Text shown -
1. Field of the Invention
The present invention relates to a marine drive, and more particularly to an improved drive shaft for a marine drive.
2. Description of Related Art
Outboard motors typically include a power head supported by a drive shaft housing. A clamping bracket usually secures the drive shaft housing to a transom of an associated watercraft. The drive shaft housing also supports a lower unit that includes a propeller or similar propulsion device. An engine within a cowling of the power head drives the propeller via a drive train. The drive train commonly includes a drive shaft, which extends generally vertically through the drive shaft housing, and a propeller shaft, which lies at about a 90 degree angle relative to the drive shaft. A transmission within the lower unit rotatably couples a lower end of the drive shaft to the propeller shaft.
The drive shaft is usually an elongate bar having an upper portion which couples to the crankshaft of the engine and a lower portion which couples to a gear of the transmission. The lower portion of the drive shaft also usually cooperates with support bearings and the like in order to maintain the drive shaft in a desired journaled mount orientation. An elongate waist portion is defined between the upper and lower portions of the drive shaft. The waist portion is generally free of connectors and various supporting mechanisms. Because of their support functions, the upper and lower portions are generally quite sturdy and have relatively large diameters. The waist portion has a somewhat smaller diameter than the upper and lower portions.
During watercraft operation, the propeller of the outboard motor may accidentally hit a rocky shoal or the like. When this happens, the propeller may be locked in position against a rock and may not be able to rotate even though the engine is still driving the propeller. This exerts a significant impact force on the drive train and can cause extensive damage to the transmission, drive shaft, crankshaft, etc. The waist portion of the drive shaft, with its relatively small diameter, acts to alleviate the impact force on the other components of the drive train. In essence, the waist portion provides a weak link so that the impact force will tend to twist the waist portion, which will absorb much of the impact force, rather than exposing the transmission and crankshaft to the impact force. Although this arrangement buffers much of the drive train from the impact force, it does not protect the drive shaft. As a result, the waist portion of the drive shaft can break or become damaged.
The present invention provides a drive shaft having a tapered waist portion that is designed to distribute impact forces along its entire length. This allows the waist portion to better absorb the impact force, inhibiting breakage or damage of the drive shaft when the watercraft hits a rocky shoal or the like and the propeller is locked in position with the engine still running.
In accordance with one aspect of the present invention, a marine propulsion unit comprises an engine adapted to drive an output shaft. The output shaft is drivingly engaged with a drive shaft. The drive shaft has a first end portion, a second end portion, and an elongate waist portion disposed between the first and second end portions. The first end portion is driven by the output shaft and the second end portion drives a propulsion device. The waist portion is tapered along its length.
In accordance with another aspect of the present invention, an outboard motor comprises an internal combustion engine adapted to drive a crankshaft. A drive shaft is provided and has a top end, a bottom end, and an elongate waist disposed between the top and bottom ends. The drive shaft top end is coupled to the crankshaft. The elongate waist is tapered so as to have a larger diameter towards the top end than towards the bottom end. The drive shaft bottom end drives a transmission. An output shaft is coupled to the transmission and drives a propulsion device.

Records supplied -
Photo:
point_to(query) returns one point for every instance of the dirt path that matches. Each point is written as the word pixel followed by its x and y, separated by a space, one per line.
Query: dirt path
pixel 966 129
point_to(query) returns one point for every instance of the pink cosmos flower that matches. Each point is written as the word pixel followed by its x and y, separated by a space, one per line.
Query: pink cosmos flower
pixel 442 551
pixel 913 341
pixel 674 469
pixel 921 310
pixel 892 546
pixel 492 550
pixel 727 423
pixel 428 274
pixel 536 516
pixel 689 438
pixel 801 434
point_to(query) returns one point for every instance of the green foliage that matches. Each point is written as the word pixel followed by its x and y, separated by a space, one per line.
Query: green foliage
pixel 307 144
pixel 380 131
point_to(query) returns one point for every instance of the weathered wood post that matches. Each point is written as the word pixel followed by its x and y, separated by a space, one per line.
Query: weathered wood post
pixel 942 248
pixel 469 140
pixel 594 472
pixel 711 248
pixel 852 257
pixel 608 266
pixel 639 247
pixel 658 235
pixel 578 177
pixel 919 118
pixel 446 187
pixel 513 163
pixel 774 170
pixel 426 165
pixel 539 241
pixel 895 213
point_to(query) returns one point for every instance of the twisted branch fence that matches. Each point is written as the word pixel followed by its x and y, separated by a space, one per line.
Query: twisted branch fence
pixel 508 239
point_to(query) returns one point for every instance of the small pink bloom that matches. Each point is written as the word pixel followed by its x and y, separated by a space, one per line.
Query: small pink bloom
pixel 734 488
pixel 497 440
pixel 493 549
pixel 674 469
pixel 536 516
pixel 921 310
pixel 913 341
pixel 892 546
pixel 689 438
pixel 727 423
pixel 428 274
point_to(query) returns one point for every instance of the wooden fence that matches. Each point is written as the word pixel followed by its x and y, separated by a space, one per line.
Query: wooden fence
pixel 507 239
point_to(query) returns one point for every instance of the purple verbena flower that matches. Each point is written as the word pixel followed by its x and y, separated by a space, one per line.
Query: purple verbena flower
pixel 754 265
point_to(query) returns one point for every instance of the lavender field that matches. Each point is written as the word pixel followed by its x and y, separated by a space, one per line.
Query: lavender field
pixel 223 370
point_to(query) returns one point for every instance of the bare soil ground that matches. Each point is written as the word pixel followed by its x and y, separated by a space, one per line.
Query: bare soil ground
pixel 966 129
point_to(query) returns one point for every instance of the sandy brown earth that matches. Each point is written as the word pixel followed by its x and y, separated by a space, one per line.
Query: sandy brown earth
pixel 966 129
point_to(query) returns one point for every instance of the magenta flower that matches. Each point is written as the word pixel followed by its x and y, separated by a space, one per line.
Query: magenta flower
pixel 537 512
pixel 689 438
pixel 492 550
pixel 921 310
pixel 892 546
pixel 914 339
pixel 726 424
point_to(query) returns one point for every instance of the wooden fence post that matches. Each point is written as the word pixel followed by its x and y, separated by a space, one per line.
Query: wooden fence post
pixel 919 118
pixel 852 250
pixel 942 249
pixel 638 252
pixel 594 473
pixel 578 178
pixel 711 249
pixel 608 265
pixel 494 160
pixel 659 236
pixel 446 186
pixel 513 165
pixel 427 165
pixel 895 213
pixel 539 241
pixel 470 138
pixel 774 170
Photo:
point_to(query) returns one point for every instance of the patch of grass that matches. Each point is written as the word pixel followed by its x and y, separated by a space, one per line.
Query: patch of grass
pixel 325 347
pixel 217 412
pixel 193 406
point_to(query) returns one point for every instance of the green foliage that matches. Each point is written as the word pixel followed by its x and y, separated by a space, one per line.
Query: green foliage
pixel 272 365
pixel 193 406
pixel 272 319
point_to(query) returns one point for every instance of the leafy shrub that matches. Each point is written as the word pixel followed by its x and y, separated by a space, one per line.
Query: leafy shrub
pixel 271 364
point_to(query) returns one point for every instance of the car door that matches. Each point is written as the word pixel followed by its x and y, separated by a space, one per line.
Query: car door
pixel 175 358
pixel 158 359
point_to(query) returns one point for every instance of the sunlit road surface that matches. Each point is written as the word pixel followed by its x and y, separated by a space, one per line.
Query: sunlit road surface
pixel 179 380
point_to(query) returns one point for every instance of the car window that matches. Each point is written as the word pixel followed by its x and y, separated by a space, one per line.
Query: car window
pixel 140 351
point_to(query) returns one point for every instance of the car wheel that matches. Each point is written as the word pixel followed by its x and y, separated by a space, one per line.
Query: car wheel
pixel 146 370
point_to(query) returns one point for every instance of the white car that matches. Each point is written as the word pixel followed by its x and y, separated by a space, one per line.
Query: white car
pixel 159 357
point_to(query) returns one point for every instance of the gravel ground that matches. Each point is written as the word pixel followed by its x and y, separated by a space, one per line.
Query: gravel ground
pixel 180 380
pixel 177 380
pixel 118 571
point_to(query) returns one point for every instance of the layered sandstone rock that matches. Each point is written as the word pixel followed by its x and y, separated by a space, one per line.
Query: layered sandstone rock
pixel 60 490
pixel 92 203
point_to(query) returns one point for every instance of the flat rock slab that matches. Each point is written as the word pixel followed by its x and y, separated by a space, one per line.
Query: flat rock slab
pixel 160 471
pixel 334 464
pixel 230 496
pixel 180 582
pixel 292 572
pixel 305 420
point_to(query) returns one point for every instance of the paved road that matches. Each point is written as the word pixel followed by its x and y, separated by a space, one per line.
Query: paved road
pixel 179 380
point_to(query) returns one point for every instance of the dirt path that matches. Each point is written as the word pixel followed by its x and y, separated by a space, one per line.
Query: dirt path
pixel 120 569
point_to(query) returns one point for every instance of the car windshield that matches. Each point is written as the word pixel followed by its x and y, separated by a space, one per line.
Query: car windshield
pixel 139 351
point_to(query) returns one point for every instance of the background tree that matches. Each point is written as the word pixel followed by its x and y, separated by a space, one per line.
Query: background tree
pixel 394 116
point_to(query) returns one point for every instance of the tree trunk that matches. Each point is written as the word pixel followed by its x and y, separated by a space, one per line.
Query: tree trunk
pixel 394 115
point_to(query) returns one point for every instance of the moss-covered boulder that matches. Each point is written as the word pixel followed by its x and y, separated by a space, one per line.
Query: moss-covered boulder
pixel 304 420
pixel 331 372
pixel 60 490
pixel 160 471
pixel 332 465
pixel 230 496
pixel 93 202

Tasks to perform -
(1) The passage on marine drive shafts has a paragraph that begins "The drive shaft is usually an elongate bar." Name each portion of the drive shaft that this paragraph describes.
(2) Give back, word for word, the stretch of rows from the line containing "point_to(query) returns one point for every instance of the flat" through the last line of the rows.

Responses to the tasks -
(1)
- Upper portion
- Lower portion
- Elongate waist portion

(2)
point_to(query) returns one point for every instance of the flat rock slab that matches. Each point is written as the word pixel followed by its x and y, separated by a space, one per line.
Query: flat rock slab
pixel 160 471
pixel 334 464
pixel 230 496
pixel 180 582
pixel 292 572
pixel 305 420
point_to(query) returns one point for every instance of the paved road that matches. Each point is written as the word pixel followed by its x and y, separated by a space, one per line.
Query: paved road
pixel 179 380
point_to(query) returns one point for every instance of the dirt path that matches. Each point is written as the word pixel followed by its x and y, separated by a space, one per line.
Query: dirt path
pixel 120 569
point_to(query) returns one point for every instance of the car windshield that matches. Each point is written as the word pixel followed by its x and y, separated by a space, one per line.
Query: car windshield
pixel 139 351
point_to(query) returns one point for every instance of the background tree that matches. Each point is written as the word pixel followed by its x and y, separated by a space, one per line.
Query: background tree
pixel 394 116
point_to(query) returns one point for every instance of the tree trunk that matches. Each point is written as the word pixel followed by its x and y, separated by a space, one per line.
Query: tree trunk
pixel 394 115
point_to(query) returns one point for every instance of the moss-covered boulder that matches. Each point is written as the word pixel followed by its x and y, separated by a space, one per line.
Query: moss-covered boulder
pixel 304 420
pixel 331 372
pixel 60 490
pixel 160 471
pixel 332 465
pixel 230 496
pixel 93 202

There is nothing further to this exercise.